(Problems to work on):
a – Answer these questions from the passage on New York City infrastructure, one line each:
(i) How many collection trucks go out each day to pick up the city's waste?
(ii) Which two streets will the first phase of the 2nd Avenue subway link?
(iii) How many miles of steam pipes are there in New York City?
b – Write a continuation of the passage on New York City infrastructure that picks up after its final sentence.

(Document section):

Fun facts: Every day, 7,200 people employed by the city go out in 2,000 collection trucks to pick up NYC’s waste, including 10,000 tons of residential waste and 1,500 tons of recyclable material. McEnroe Organic Farm takes NYC compost, uses it in their New York State farm and returns the produce to the city in restaurants and greenmarkets.
The 2nd Avenue subway line has been a contentious issue since before the Great Depression. This video explains the challenges of the project, but also the huge benefits that everyone on the Upper East side will reap from its completion. The video starts with cool footage of blasting out rock walls to make way for the subway. The hardest challenge they face is that everything in this city is underground; sewage pipes, water, gas, electric power lines, etc. Working around these issues, and the process of building something out of solid rock, is causing problems for business owners along 2nd Avenue who are losing lots of business since their storefronts are not visible behind construction.
Fun facts: This subway will eventual span from 125th street all the way down to Lower Manhattan, but the first phase set for 2016 will link 96th to 63rd street. The new line will be called the T. For photos of the construction see A Subterranean Expedition Shows Progress in NYC’s Second Avenue Subway Tunnels.
There are 105 miles of steam pipes in New York City that power around 2000 buildings, of which the 300 largest are more than half a million square feet large. This video explains the steam systems beneath our streets, put underground to avoid a skyline of chimneys and to reduce soot from coal-burning chimneys when skyscrapers were going up in the late 19th century and early 20th century. Now in the 21st century, Con Edison maintains the largest steam system in the world, a cleaner source of energy for NYC. This mini-documentary calls on museums, restaurants, historians, private executives, and city officials to share their experiences with this unique system that both heats and cools the city.
Fun facts: The city’s first steam system was built by Wallace Andrew in 1881, but the blizzard of 1888 galvanized the city to put infrastructure underground. As a result, the steam system was installed in conjunction with the electricity line, but it doesn’t go above 59th Street. Also, NYU has the largest privately run co-generation plant in the city, saving them $5 million in the first year of use, with over 30% reduction in emissions.

(Dataset entries):
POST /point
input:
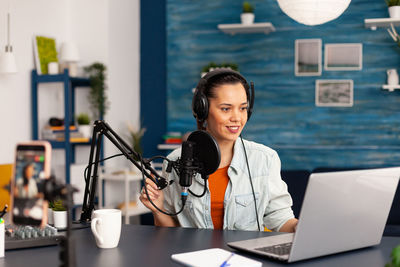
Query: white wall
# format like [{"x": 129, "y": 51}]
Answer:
[{"x": 104, "y": 30}]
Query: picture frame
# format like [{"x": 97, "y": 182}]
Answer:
[
  {"x": 308, "y": 57},
  {"x": 334, "y": 93},
  {"x": 343, "y": 56}
]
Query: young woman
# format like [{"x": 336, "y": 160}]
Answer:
[{"x": 246, "y": 192}]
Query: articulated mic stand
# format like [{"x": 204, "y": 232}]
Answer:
[{"x": 102, "y": 128}]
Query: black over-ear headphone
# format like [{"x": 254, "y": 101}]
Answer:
[{"x": 200, "y": 103}]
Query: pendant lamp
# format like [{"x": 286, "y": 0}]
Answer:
[
  {"x": 313, "y": 12},
  {"x": 7, "y": 59}
]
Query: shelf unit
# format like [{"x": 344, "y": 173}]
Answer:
[
  {"x": 263, "y": 27},
  {"x": 381, "y": 22},
  {"x": 70, "y": 84}
]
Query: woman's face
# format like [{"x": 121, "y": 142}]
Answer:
[{"x": 227, "y": 113}]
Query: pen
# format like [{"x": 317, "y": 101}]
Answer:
[
  {"x": 4, "y": 211},
  {"x": 225, "y": 263}
]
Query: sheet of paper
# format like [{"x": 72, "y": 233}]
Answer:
[{"x": 214, "y": 257}]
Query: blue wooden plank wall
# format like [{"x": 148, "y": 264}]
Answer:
[{"x": 285, "y": 116}]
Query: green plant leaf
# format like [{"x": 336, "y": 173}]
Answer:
[{"x": 396, "y": 256}]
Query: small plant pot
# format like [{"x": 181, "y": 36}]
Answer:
[
  {"x": 50, "y": 219},
  {"x": 394, "y": 11},
  {"x": 86, "y": 130},
  {"x": 247, "y": 18},
  {"x": 60, "y": 219}
]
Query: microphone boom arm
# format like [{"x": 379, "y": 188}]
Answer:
[{"x": 102, "y": 128}]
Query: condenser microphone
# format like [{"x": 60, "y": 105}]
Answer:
[
  {"x": 200, "y": 154},
  {"x": 187, "y": 166}
]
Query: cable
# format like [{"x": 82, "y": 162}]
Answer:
[
  {"x": 251, "y": 183},
  {"x": 204, "y": 191}
]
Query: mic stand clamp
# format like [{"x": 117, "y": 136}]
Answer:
[{"x": 100, "y": 129}]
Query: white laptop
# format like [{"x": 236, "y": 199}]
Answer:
[{"x": 341, "y": 211}]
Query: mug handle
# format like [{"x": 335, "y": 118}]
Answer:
[{"x": 93, "y": 225}]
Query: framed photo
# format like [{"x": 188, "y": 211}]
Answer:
[
  {"x": 343, "y": 56},
  {"x": 308, "y": 57},
  {"x": 334, "y": 93}
]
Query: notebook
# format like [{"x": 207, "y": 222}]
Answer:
[
  {"x": 341, "y": 211},
  {"x": 214, "y": 257}
]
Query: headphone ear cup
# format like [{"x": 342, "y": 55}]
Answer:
[{"x": 200, "y": 106}]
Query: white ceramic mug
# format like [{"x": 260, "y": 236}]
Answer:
[{"x": 106, "y": 227}]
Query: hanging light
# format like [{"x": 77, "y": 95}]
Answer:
[
  {"x": 7, "y": 59},
  {"x": 313, "y": 12}
]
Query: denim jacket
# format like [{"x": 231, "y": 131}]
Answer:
[{"x": 272, "y": 197}]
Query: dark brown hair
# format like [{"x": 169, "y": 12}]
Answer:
[{"x": 213, "y": 83}]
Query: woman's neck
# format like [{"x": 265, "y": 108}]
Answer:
[{"x": 226, "y": 149}]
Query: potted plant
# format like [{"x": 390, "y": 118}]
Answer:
[
  {"x": 395, "y": 255},
  {"x": 394, "y": 8},
  {"x": 212, "y": 66},
  {"x": 136, "y": 138},
  {"x": 85, "y": 128},
  {"x": 97, "y": 95},
  {"x": 247, "y": 17},
  {"x": 59, "y": 214}
]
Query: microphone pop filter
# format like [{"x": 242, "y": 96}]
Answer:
[{"x": 206, "y": 151}]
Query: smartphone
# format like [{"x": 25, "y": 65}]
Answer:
[{"x": 31, "y": 168}]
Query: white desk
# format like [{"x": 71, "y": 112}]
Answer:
[{"x": 127, "y": 177}]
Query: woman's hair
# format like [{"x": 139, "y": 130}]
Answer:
[
  {"x": 213, "y": 83},
  {"x": 24, "y": 176}
]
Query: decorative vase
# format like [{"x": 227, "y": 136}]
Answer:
[
  {"x": 60, "y": 219},
  {"x": 50, "y": 219},
  {"x": 394, "y": 11},
  {"x": 247, "y": 18}
]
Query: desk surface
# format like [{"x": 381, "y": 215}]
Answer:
[{"x": 152, "y": 246}]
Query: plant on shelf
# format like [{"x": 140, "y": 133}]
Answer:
[
  {"x": 83, "y": 121},
  {"x": 395, "y": 255},
  {"x": 136, "y": 139},
  {"x": 97, "y": 95},
  {"x": 212, "y": 66},
  {"x": 394, "y": 8},
  {"x": 247, "y": 17}
]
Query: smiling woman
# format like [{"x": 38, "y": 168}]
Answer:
[{"x": 246, "y": 192}]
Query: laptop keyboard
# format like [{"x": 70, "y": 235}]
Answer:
[{"x": 280, "y": 249}]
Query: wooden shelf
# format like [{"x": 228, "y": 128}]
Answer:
[
  {"x": 381, "y": 22},
  {"x": 390, "y": 88},
  {"x": 264, "y": 27}
]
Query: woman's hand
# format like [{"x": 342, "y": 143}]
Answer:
[{"x": 155, "y": 195}]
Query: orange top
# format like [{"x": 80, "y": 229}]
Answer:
[{"x": 218, "y": 181}]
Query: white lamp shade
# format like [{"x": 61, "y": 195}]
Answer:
[
  {"x": 7, "y": 63},
  {"x": 313, "y": 12},
  {"x": 69, "y": 52}
]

(Answers for the tasks):
a –
(i) 2,000
(ii) 96th Street and 63rd Street
(iii) 105 miles

b –
Who knew that the entire water supply of New York City gets here without help from any machinery, from mountains hundred of miles away entirely by gravity? There are three aqueducts, the Old Croton Aqueduct, the Catskill Aqueduct, and the Delaware Aqueduct that supply NYC. From reservoirs in upstate New York and Connecticut, water is directed south, through stages of aqueducts and reservoirs to a chlorination facility, then to the Cat-Del UV Disinfecting Facility. The success of UV treatment is impressive: treatment reduces chemical chlorine used in the water and protects against a parasite called cryptosporidium. This video reminds us not to forget the generations of work, planning, and research that went into bringing us the gold standard of urban water supplies.
Fun facts: Our water system serves 9.4 million people in and around the city. A drop of tapwater in NYC entered the system about 3 months prior, coming from a reservoir 100+ miles from the city.
The volume of a nearby reservoir is roughly one day’s supply of NYC water.
The last video of the series recounts the fiasco caused by Hurricane Sandy. Even before the storm ended, city officials were starting on their game plan for reparations. Water was coming into tunnels and subways at an unstoppable speed, bringing with it heaps of debris and loads of calamity. Luckily, New York moved fast. Once the water was gone, it only took three days to get electricity back.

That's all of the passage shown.